- [THE INPUT]:
====

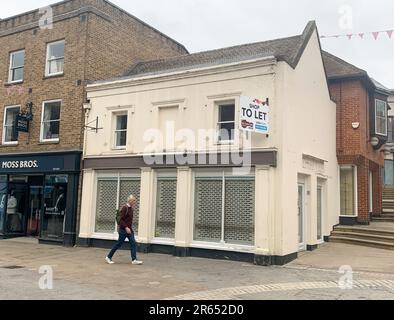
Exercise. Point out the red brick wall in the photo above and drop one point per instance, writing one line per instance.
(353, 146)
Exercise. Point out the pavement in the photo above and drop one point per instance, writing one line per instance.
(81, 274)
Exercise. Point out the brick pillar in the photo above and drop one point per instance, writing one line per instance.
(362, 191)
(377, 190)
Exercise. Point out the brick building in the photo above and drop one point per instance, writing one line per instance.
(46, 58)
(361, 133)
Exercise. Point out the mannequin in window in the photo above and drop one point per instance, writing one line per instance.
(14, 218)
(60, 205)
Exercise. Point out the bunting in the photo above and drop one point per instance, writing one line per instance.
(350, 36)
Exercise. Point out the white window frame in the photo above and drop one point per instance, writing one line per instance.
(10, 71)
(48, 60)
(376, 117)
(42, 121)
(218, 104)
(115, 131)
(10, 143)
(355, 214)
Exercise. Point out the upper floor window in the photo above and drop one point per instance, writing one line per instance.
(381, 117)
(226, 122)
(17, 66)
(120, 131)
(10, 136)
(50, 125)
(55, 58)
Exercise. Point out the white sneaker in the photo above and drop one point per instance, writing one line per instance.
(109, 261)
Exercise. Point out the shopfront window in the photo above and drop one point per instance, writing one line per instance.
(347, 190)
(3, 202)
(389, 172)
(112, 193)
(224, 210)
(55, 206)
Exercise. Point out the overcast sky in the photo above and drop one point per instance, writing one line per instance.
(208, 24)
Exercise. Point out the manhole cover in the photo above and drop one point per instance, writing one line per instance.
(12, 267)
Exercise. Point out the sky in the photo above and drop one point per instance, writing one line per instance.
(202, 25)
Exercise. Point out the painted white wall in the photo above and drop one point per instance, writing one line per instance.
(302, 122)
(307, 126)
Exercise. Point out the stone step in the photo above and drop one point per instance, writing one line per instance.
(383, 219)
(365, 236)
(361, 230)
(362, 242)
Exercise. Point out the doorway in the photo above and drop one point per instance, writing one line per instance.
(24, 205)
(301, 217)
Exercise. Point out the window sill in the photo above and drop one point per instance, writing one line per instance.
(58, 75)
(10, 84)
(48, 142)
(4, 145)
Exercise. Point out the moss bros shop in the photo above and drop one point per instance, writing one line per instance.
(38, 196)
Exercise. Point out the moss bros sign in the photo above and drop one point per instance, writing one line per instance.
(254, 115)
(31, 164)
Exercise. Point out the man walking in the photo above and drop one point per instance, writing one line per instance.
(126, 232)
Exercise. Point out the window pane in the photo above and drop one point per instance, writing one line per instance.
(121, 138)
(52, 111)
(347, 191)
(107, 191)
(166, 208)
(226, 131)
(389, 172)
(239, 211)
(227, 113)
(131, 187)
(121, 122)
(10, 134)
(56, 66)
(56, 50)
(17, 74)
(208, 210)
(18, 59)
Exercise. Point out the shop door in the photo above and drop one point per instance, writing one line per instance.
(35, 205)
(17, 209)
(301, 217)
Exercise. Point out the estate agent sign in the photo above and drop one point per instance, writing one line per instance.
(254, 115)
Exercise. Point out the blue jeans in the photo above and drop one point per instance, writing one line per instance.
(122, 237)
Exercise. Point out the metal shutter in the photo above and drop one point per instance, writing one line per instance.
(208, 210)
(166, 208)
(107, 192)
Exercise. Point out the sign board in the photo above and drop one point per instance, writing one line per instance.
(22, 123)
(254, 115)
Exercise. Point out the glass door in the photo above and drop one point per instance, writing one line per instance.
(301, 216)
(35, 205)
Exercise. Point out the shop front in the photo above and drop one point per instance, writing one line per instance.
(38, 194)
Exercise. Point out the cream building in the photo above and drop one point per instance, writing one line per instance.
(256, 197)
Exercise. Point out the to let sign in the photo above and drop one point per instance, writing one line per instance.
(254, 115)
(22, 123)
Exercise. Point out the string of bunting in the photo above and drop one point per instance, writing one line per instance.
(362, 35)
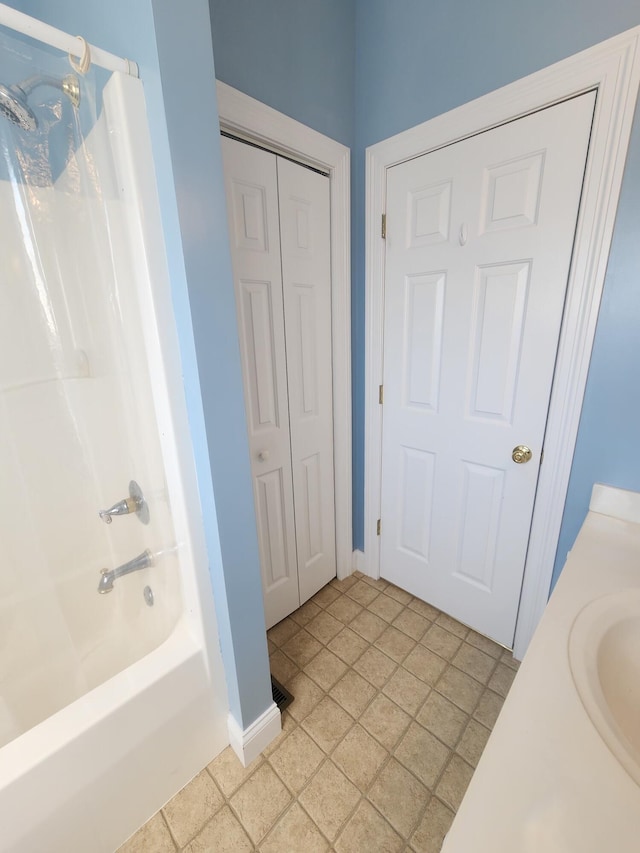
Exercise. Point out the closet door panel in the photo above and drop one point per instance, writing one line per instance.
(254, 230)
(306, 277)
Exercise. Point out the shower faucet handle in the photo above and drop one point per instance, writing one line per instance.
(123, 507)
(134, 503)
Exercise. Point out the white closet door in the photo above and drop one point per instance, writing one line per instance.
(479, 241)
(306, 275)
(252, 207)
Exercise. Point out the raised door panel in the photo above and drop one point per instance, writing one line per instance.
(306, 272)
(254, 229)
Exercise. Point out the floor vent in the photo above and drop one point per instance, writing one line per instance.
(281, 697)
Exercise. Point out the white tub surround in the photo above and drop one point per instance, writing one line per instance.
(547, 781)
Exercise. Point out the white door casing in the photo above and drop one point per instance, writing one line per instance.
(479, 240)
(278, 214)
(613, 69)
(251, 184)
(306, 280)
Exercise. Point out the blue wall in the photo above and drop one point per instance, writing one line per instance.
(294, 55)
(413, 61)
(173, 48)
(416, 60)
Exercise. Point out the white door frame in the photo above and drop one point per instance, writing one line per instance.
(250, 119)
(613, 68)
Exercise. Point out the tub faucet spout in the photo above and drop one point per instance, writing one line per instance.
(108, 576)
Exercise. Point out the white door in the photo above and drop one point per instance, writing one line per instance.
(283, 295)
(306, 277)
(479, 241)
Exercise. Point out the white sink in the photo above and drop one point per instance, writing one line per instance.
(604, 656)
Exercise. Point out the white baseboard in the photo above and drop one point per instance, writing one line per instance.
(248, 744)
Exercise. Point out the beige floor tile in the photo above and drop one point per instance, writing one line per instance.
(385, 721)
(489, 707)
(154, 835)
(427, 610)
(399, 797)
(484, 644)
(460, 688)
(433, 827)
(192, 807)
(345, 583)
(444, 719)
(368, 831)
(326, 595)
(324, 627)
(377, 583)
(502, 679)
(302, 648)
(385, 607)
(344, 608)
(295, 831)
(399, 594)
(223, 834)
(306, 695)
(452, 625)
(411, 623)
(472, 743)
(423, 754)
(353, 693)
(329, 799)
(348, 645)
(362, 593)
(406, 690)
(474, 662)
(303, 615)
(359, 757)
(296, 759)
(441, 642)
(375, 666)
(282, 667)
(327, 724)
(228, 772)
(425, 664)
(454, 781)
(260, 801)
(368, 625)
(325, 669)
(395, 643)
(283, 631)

====

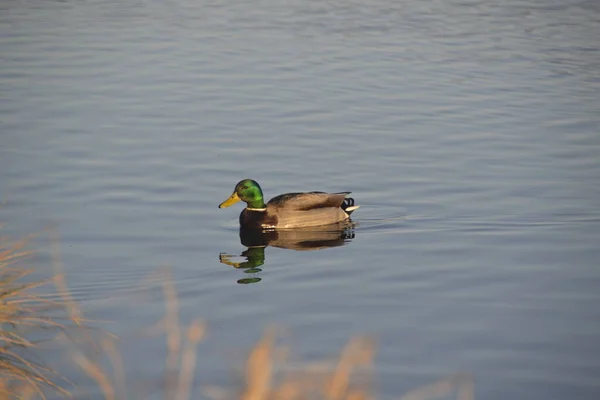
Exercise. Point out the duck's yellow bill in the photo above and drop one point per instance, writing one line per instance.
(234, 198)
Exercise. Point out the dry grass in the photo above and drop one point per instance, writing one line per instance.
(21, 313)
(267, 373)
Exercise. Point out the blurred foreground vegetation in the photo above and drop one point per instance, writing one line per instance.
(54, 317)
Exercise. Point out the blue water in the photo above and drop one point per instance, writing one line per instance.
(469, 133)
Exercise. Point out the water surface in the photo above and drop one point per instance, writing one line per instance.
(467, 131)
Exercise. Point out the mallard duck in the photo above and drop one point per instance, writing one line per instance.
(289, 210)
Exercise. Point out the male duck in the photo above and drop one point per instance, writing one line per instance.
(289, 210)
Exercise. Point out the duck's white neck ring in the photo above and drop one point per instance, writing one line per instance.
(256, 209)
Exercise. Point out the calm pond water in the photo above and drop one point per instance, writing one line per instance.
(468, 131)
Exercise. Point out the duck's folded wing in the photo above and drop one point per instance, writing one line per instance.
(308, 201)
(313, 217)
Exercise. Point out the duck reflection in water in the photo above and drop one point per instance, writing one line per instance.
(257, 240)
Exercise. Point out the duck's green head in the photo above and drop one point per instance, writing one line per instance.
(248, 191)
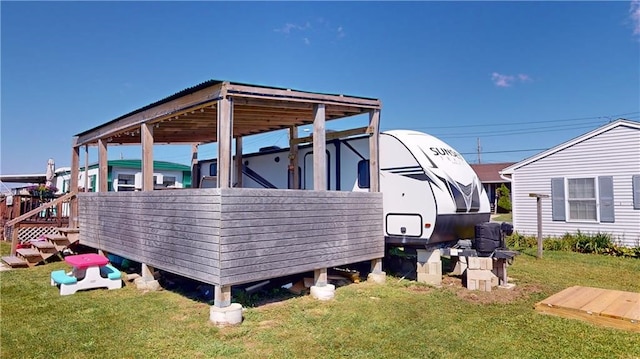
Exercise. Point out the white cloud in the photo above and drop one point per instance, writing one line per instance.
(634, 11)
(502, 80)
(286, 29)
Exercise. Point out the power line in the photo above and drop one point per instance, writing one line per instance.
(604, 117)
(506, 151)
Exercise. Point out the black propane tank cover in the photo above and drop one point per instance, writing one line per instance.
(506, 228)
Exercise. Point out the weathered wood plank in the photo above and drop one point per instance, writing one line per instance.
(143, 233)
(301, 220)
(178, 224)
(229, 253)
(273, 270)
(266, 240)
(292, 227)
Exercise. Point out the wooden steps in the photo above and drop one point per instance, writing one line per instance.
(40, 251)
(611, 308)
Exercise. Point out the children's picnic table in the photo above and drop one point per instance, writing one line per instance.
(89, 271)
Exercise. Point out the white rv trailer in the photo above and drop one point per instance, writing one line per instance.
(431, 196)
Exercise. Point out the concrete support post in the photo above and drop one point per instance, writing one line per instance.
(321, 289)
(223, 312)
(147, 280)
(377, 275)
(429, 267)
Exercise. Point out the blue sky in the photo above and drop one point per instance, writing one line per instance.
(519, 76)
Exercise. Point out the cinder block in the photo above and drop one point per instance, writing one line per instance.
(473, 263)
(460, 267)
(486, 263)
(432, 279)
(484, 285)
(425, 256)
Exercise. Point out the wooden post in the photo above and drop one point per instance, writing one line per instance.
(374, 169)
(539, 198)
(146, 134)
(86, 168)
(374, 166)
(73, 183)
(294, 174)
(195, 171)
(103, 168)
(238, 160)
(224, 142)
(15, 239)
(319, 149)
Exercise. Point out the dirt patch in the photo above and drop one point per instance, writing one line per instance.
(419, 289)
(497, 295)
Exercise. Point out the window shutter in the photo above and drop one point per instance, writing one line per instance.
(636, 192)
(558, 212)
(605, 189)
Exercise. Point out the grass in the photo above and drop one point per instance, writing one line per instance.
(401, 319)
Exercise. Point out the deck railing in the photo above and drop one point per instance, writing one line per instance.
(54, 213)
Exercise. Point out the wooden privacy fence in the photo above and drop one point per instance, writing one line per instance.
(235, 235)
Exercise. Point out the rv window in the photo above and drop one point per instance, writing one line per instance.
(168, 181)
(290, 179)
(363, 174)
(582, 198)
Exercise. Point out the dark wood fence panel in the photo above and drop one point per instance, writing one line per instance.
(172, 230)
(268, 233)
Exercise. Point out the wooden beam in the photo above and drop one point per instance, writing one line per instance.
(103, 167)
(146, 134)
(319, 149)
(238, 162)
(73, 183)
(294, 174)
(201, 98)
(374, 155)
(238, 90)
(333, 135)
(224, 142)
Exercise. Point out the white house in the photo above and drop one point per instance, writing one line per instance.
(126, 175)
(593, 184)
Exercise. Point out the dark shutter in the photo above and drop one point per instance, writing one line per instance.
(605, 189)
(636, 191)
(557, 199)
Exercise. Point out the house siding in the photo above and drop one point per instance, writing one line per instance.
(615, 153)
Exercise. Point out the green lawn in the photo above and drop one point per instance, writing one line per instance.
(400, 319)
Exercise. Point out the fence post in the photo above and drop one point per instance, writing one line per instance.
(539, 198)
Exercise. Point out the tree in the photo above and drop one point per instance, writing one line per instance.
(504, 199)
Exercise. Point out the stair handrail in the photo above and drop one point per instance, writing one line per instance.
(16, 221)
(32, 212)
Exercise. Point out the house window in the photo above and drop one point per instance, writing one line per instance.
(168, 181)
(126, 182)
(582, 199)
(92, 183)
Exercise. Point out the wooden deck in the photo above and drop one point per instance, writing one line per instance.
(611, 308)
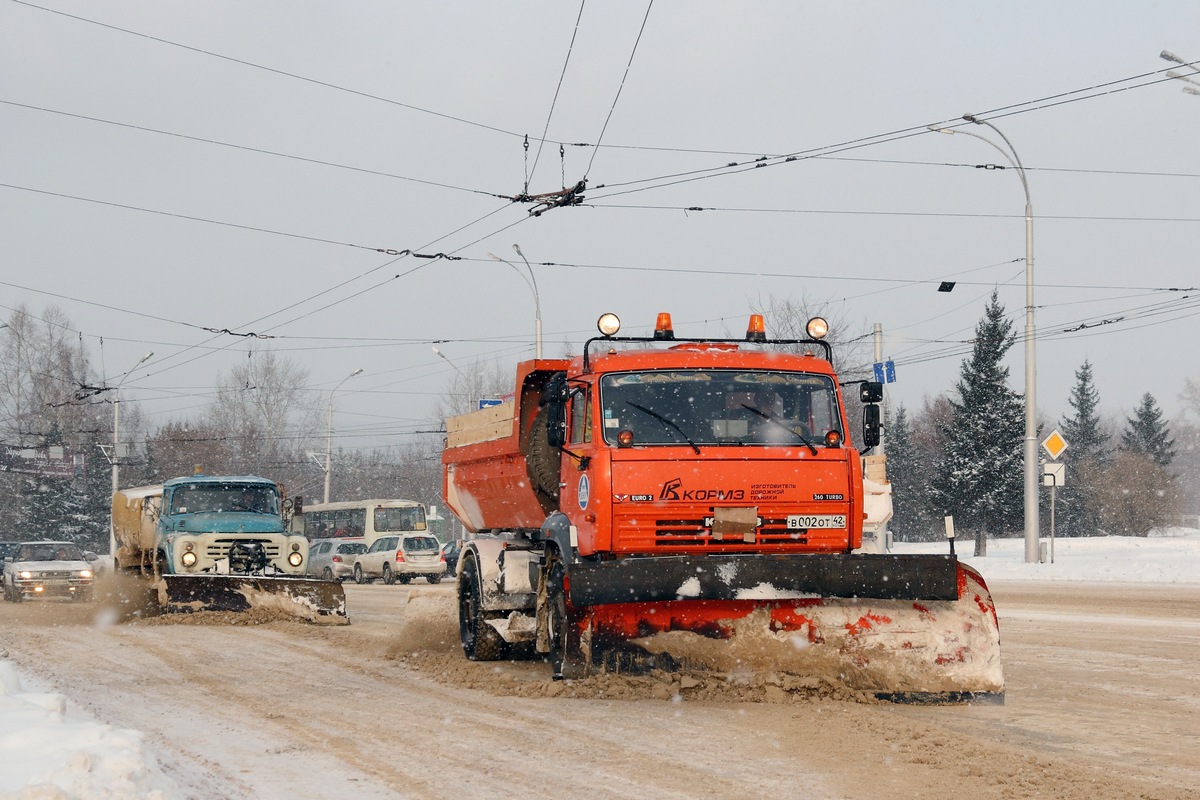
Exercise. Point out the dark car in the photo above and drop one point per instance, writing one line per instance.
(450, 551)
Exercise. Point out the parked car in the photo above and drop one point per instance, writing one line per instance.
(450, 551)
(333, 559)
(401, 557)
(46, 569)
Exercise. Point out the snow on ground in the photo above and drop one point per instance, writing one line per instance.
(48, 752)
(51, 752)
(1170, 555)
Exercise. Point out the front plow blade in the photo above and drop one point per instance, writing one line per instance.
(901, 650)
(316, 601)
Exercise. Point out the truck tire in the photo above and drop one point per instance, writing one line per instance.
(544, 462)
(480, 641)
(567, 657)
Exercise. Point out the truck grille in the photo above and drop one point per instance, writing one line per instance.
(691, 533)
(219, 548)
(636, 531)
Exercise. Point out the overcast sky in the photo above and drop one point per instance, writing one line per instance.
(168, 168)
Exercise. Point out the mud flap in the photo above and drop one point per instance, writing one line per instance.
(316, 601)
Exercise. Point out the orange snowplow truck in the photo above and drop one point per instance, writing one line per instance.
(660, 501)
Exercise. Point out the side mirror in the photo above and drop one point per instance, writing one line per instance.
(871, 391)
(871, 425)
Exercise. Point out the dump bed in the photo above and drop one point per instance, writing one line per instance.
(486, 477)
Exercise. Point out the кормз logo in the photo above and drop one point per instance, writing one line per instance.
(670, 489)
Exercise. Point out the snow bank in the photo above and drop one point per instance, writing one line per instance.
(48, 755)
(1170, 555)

====

Pull out every line in the entries above that contains the string "fence", copying each one in full.

Exercise. Point out the wooden privacy fence in the photo above and drop one point per instance, writing one line per instance.
Exercise. Point out the dark wood fence panel in the photo above and drop one point per instance, writing one line per instance.
Exercise. Point out the fence post in the photo above and drop one point per instance, writing one line per instance.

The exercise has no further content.